Top of INFORMATION SHOWN
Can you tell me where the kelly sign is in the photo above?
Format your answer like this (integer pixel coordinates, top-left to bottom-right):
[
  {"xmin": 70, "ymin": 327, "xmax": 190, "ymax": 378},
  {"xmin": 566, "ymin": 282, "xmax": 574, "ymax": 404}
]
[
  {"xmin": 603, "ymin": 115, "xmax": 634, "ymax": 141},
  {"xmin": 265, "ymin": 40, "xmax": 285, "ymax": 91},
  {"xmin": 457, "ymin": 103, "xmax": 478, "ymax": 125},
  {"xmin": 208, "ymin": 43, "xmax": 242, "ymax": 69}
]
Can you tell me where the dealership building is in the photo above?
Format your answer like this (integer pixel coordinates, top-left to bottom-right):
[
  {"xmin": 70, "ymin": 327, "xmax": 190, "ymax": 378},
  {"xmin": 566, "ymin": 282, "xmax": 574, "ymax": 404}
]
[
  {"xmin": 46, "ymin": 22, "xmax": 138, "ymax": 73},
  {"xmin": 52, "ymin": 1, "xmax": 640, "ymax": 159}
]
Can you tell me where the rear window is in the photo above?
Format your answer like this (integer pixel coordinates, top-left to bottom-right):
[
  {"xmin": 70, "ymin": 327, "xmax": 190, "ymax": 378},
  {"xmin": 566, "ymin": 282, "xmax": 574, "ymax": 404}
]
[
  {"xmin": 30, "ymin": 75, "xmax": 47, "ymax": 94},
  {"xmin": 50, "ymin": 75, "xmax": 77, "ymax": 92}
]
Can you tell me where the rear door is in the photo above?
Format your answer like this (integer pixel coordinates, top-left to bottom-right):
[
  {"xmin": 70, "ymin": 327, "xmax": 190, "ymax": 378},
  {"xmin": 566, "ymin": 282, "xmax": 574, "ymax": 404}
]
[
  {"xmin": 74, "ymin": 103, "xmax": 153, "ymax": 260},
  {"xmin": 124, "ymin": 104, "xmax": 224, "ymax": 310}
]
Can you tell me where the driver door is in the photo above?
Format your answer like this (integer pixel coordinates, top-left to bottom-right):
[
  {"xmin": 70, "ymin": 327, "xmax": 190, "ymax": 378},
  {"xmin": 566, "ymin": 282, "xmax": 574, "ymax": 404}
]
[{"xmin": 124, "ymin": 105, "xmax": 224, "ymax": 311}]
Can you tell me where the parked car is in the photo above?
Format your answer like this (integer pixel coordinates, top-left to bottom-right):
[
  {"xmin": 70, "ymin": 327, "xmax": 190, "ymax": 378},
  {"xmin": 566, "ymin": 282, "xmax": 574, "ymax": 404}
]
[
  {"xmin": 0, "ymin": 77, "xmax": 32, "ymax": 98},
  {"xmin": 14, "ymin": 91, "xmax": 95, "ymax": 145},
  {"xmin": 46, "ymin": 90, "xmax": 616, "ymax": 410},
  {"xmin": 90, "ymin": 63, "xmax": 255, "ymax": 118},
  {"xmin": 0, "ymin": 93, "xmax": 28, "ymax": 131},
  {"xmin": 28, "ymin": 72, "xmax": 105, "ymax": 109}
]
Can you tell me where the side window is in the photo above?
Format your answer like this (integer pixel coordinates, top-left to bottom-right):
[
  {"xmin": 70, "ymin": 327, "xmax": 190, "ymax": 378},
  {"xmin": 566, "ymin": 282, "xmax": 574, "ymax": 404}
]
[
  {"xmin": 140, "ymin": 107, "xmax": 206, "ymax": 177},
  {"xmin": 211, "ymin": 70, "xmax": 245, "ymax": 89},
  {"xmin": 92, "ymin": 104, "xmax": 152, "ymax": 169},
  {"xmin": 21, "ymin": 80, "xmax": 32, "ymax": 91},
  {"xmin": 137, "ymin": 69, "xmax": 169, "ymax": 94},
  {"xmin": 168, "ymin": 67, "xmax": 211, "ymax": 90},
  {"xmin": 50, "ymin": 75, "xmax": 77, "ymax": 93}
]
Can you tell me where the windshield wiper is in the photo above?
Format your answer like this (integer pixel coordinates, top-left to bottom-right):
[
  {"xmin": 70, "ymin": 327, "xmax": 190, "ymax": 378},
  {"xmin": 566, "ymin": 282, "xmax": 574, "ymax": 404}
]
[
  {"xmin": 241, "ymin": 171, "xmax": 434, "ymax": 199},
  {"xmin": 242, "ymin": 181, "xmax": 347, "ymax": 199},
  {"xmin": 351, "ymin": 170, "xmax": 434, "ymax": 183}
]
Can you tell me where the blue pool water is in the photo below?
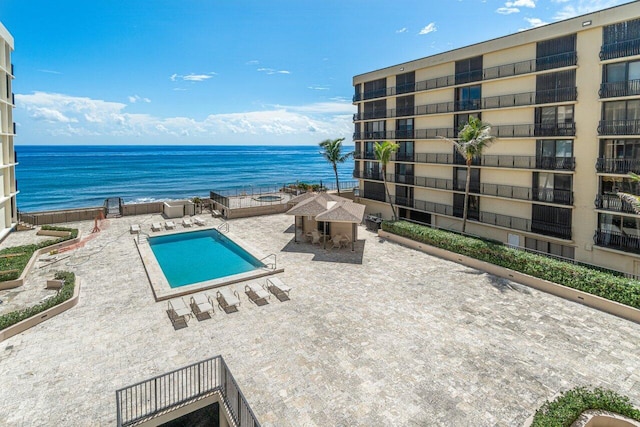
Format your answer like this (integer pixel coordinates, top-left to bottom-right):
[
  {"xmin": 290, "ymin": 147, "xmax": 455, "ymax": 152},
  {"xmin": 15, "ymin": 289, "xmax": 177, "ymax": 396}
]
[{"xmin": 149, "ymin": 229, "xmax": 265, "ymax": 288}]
Bottom of INFORMATION SHOWN
→ ACTIVITY
Transcribe the preceding listing in its entirety and with exact wording, leaving out pictures.

→ RESPONSE BELOW
Can you tell me where the kelly sign is in the photo above?
Format your answer like this (integer pixel coordinates, top-left to bottom-right):
[
  {"xmin": 70, "ymin": 327, "xmax": 190, "ymax": 378},
  {"xmin": 566, "ymin": 282, "xmax": 574, "ymax": 404}
]
[
  {"xmin": 603, "ymin": 115, "xmax": 634, "ymax": 141},
  {"xmin": 265, "ymin": 40, "xmax": 285, "ymax": 91},
  {"xmin": 457, "ymin": 103, "xmax": 478, "ymax": 125},
  {"xmin": 208, "ymin": 43, "xmax": 242, "ymax": 69}
]
Can you tell me where the dealership building is in the photo above?
Format your answer like this (integer pixel coordinates, top-left to bottom-right):
[
  {"xmin": 70, "ymin": 327, "xmax": 190, "ymax": 378},
  {"xmin": 566, "ymin": 282, "xmax": 574, "ymax": 404}
]
[
  {"xmin": 46, "ymin": 22, "xmax": 138, "ymax": 73},
  {"xmin": 52, "ymin": 1, "xmax": 640, "ymax": 159}
]
Can you tell me where the rear window is in the photo above?
Format your answer like this (integer pixel coordinates, top-left to bottom-right):
[
  {"xmin": 70, "ymin": 327, "xmax": 190, "ymax": 378},
  {"xmin": 566, "ymin": 282, "xmax": 574, "ymax": 404}
]
[
  {"xmin": 30, "ymin": 75, "xmax": 47, "ymax": 94},
  {"xmin": 50, "ymin": 75, "xmax": 77, "ymax": 92}
]
Can you tell me where the rear door is in the photo above?
Format your answer like this (integer pixel coordinates, top-left to bottom-right):
[
  {"xmin": 70, "ymin": 327, "xmax": 190, "ymax": 378},
  {"xmin": 566, "ymin": 282, "xmax": 574, "ymax": 404}
]
[
  {"xmin": 74, "ymin": 103, "xmax": 153, "ymax": 260},
  {"xmin": 124, "ymin": 104, "xmax": 224, "ymax": 310}
]
Can you tell me where the driver door is in the photo above?
Format your answer like this (integer pixel coordinates, top-left to bottom-right):
[
  {"xmin": 70, "ymin": 327, "xmax": 190, "ymax": 378},
  {"xmin": 566, "ymin": 282, "xmax": 574, "ymax": 404}
]
[{"xmin": 124, "ymin": 105, "xmax": 224, "ymax": 311}]
Can you tell me where the parked car is in the photo above?
Format your answer like this (integer pixel coordinates, top-left to bottom-right):
[
  {"xmin": 70, "ymin": 327, "xmax": 190, "ymax": 378},
  {"xmin": 566, "ymin": 282, "xmax": 574, "ymax": 404}
]
[
  {"xmin": 0, "ymin": 77, "xmax": 32, "ymax": 98},
  {"xmin": 14, "ymin": 91, "xmax": 95, "ymax": 145},
  {"xmin": 46, "ymin": 90, "xmax": 616, "ymax": 410},
  {"xmin": 90, "ymin": 63, "xmax": 255, "ymax": 118},
  {"xmin": 0, "ymin": 93, "xmax": 28, "ymax": 131},
  {"xmin": 28, "ymin": 72, "xmax": 105, "ymax": 109}
]
Can you tell me where the side window is in the photo above?
Format your answer like this (integer pixel coordinates, top-left to bottom-right):
[
  {"xmin": 70, "ymin": 327, "xmax": 190, "ymax": 378},
  {"xmin": 566, "ymin": 282, "xmax": 574, "ymax": 404}
]
[
  {"xmin": 140, "ymin": 107, "xmax": 206, "ymax": 177},
  {"xmin": 211, "ymin": 70, "xmax": 245, "ymax": 89},
  {"xmin": 92, "ymin": 104, "xmax": 152, "ymax": 169},
  {"xmin": 21, "ymin": 80, "xmax": 32, "ymax": 91},
  {"xmin": 137, "ymin": 69, "xmax": 169, "ymax": 94},
  {"xmin": 168, "ymin": 67, "xmax": 211, "ymax": 90},
  {"xmin": 50, "ymin": 75, "xmax": 77, "ymax": 93}
]
Can you tell me where the windshield wiper is in the photo above?
Format your answer like this (integer pixel coordinates, top-left to bottom-right):
[
  {"xmin": 70, "ymin": 327, "xmax": 190, "ymax": 378},
  {"xmin": 566, "ymin": 282, "xmax": 574, "ymax": 404}
]
[
  {"xmin": 241, "ymin": 171, "xmax": 434, "ymax": 199},
  {"xmin": 242, "ymin": 181, "xmax": 347, "ymax": 199},
  {"xmin": 351, "ymin": 170, "xmax": 434, "ymax": 183}
]
Can you tell me where the blue pool water is in the photo below?
Format your answer like this (integer pixel coordinates, top-left to bottom-right):
[
  {"xmin": 290, "ymin": 147, "xmax": 455, "ymax": 152},
  {"xmin": 15, "ymin": 289, "xmax": 177, "ymax": 396}
]
[{"xmin": 149, "ymin": 229, "xmax": 265, "ymax": 288}]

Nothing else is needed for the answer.